■ WRITTEN REQUEST: All lines below must be repeated exactly, with the pictures omitted.

**** DATA

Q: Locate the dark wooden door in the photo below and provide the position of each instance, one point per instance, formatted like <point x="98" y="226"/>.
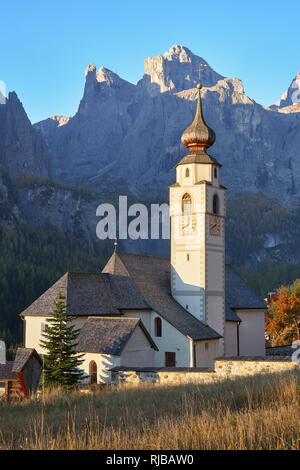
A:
<point x="170" y="359"/>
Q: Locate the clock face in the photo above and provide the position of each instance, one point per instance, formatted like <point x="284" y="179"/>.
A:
<point x="188" y="224"/>
<point x="214" y="225"/>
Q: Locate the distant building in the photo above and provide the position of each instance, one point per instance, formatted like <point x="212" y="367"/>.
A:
<point x="145" y="311"/>
<point x="20" y="378"/>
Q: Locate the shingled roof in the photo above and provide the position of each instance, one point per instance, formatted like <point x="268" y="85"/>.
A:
<point x="109" y="335"/>
<point x="22" y="357"/>
<point x="86" y="294"/>
<point x="151" y="276"/>
<point x="131" y="281"/>
<point x="6" y="371"/>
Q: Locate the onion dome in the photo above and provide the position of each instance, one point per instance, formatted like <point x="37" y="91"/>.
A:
<point x="198" y="136"/>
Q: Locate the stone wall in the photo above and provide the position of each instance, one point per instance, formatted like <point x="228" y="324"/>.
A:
<point x="224" y="368"/>
<point x="279" y="350"/>
<point x="244" y="366"/>
<point x="172" y="376"/>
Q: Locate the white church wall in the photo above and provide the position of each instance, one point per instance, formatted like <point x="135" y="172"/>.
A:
<point x="137" y="352"/>
<point x="206" y="352"/>
<point x="170" y="341"/>
<point x="230" y="338"/>
<point x="252" y="333"/>
<point x="104" y="363"/>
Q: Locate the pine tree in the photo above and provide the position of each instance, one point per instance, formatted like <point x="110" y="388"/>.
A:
<point x="61" y="361"/>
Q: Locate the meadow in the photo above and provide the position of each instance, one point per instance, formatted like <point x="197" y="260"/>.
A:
<point x="260" y="412"/>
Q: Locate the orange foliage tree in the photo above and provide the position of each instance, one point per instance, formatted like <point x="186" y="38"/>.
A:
<point x="283" y="319"/>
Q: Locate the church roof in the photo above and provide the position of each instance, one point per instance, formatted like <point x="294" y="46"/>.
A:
<point x="6" y="371"/>
<point x="140" y="282"/>
<point x="151" y="276"/>
<point x="109" y="335"/>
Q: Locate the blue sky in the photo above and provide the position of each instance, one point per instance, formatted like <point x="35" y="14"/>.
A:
<point x="46" y="46"/>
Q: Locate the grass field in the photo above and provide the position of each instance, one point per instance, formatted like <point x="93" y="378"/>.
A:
<point x="247" y="413"/>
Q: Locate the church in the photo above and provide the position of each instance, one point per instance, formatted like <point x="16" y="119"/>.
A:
<point x="150" y="312"/>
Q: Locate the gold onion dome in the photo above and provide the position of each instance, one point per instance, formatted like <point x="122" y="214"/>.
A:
<point x="198" y="136"/>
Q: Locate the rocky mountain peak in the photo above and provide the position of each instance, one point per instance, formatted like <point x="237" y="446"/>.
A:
<point x="177" y="70"/>
<point x="22" y="148"/>
<point x="90" y="71"/>
<point x="291" y="97"/>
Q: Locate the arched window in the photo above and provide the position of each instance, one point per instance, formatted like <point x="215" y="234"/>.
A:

********

■ THE RESPONSE:
Q: Locate the dark wooden door in the photo below and provide the position of each instance, one point per instance, formatted like <point x="98" y="226"/>.
A:
<point x="170" y="359"/>
Q: Locate the clock face in the photo above and provide the position of each instance, one point per instance, formatted like <point x="284" y="179"/>.
A:
<point x="188" y="224"/>
<point x="214" y="225"/>
Q: Locate the distant building in the photo above and provide the position of each instance, one point per instance, formatted like <point x="212" y="367"/>.
A:
<point x="145" y="311"/>
<point x="20" y="378"/>
Q: Locate the shingled roof in the photo above and provide the position of each instance, one point per instance, formatted like <point x="268" y="85"/>.
A:
<point x="109" y="335"/>
<point x="22" y="357"/>
<point x="86" y="294"/>
<point x="151" y="276"/>
<point x="131" y="281"/>
<point x="6" y="371"/>
Q: Locate the onion dome in the photo above and provide the position of each instance, one point per instance, formatted like <point x="37" y="91"/>.
A:
<point x="198" y="136"/>
Q: Locate the stone wall in the photo above and provide the position of each instance, one point per instance, formatted like <point x="228" y="324"/>.
A:
<point x="224" y="368"/>
<point x="279" y="350"/>
<point x="244" y="366"/>
<point x="172" y="376"/>
Q: Locate the white church wall in the photo above and provide the position of each instance, one point per instance, formatted like <point x="135" y="172"/>.
A:
<point x="137" y="352"/>
<point x="206" y="352"/>
<point x="170" y="341"/>
<point x="230" y="338"/>
<point x="252" y="333"/>
<point x="104" y="363"/>
Q: Locate the pine tree in the photo above and provide the position of each instance, one point per instance, formatted like <point x="110" y="388"/>.
A:
<point x="61" y="361"/>
Q: Locate the meadow in the photo above and provide the position of each instance, one point per instance, formatted like <point x="197" y="260"/>.
A:
<point x="260" y="412"/>
Q: Locate the orange foliage tree in the photo above and provide the position of each instance, one point per instance, formatted like <point x="186" y="38"/>.
A:
<point x="283" y="319"/>
Q: Locate the church roof in the photo above and provide the position of each instance, one point per instance, formatted like <point x="294" y="46"/>.
A:
<point x="6" y="371"/>
<point x="140" y="282"/>
<point x="151" y="276"/>
<point x="109" y="335"/>
Q: Locate the blue sky in the photo above and provide the position of each instance, one point per instance, formatted like <point x="35" y="14"/>.
A:
<point x="46" y="46"/>
Q: Locate the grass field in the photo above and provide the position of each instance, one point per instance, formatted like <point x="93" y="378"/>.
A:
<point x="247" y="413"/>
Q: Locate the church in the photo above and provide the position of each instance, one point per instance, formatted like <point x="16" y="119"/>.
A:
<point x="150" y="312"/>
Q: Locate the gold onion dome in the photo above and provide the position of each instance, one point per instance, formatted like <point x="122" y="214"/>.
A:
<point x="198" y="136"/>
Q: Locate the rocky mountain peak in the photo above and provide the position of each instance, one point per instance, formatted like <point x="237" y="446"/>.
A:
<point x="177" y="70"/>
<point x="22" y="148"/>
<point x="90" y="71"/>
<point x="291" y="97"/>
Q: Locate the arched window in the photo above and provide the position of each instance, one point per instance, formatted like <point x="215" y="234"/>.
A:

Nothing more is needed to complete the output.